[TEXT PASSAGE]
## START
I read the entire interview, and while it was a browser translation, I didn't get the same sense from it as OP. It reads to me like standard commentary from someone who works in secure services.

The comment about the US was more about the fact that they wouldn't have the same obligations to expose users or implement backdoors as what this regulation is asking, and that's true. The US is still (thankfully) supportive of E2EE services. How long that lasts is unknown, but it is still nonetheless true right now.

And calling the politicians lazy bureaucrats, etc.? I call Democrats stuff like that all the time.

He's said some other potentially problematic things, depending on how you read them, but this seems pretty innocuous and in line with what I'd expect from someone in his position.

[–] [email protected] 17 points 1 month ago

Bereaucrats being lazy is a common theme, for a reason. I don't get people who act like this isn't a well-known common issue, in pretty much any government.

[–] [email protected] 3 points 1 month ago

The comment about the US was more about the fact that they wouldn't have the same obligations to expose users or implement backdoors as what this regulation is asking, and that's true.
## END
[REQUIREMENTS] Transcribe the comment thread from "I read the entire" up to and including "in his position.".

[DATA]
## START
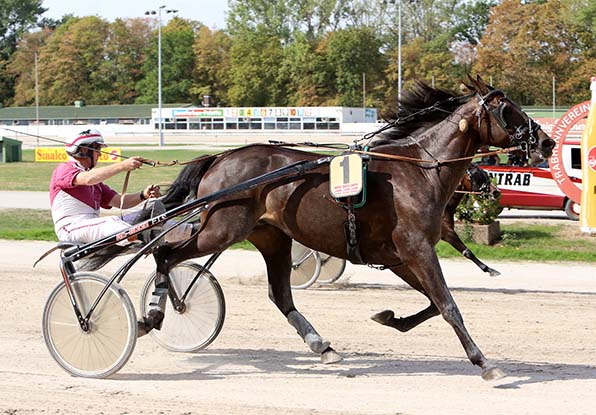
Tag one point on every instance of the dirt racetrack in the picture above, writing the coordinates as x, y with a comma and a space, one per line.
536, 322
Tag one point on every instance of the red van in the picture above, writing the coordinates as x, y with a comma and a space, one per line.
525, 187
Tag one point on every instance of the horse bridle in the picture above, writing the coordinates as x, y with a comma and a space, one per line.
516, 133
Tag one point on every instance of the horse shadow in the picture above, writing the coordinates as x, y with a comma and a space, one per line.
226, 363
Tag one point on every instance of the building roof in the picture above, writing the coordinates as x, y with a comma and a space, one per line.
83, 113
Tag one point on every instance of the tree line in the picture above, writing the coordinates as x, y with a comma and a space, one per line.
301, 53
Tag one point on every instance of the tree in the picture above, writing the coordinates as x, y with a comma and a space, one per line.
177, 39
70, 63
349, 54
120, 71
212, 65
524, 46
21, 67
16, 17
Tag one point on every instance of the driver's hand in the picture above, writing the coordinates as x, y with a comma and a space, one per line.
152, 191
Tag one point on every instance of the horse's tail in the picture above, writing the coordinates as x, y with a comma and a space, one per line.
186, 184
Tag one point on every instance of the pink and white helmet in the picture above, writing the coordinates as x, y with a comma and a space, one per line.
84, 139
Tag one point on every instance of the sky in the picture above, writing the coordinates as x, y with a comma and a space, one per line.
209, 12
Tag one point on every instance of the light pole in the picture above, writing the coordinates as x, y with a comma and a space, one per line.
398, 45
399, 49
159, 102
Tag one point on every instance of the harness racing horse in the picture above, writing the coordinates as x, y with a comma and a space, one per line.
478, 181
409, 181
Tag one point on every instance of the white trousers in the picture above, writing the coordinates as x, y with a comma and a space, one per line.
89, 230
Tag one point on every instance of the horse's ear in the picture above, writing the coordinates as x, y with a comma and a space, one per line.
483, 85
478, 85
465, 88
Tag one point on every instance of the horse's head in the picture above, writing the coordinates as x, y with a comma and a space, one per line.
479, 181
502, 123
## END
[FULL SOLUTION]
I read the entire interview, and while it was a browser translation, I didn't get the same sense from it as OP. It reads to me like standard commentary from someone who works in secure services.

The comment about the US was more about the fact that they wouldn't have the same obligations to expose users or implement backdoors as what this regulation is asking, and that's true. The US is still (thankfully) supportive of E2EE services. How long that lasts is unknown, but it is still nonetheless true right now.

And calling the politicians lazy bureaucrats, etc.? I call Democrats stuff like that all the time.

He's said some other potentially problematic things, depending on how you read them, but this seems pretty innocuous and in line with what I'd expect from someone in his position.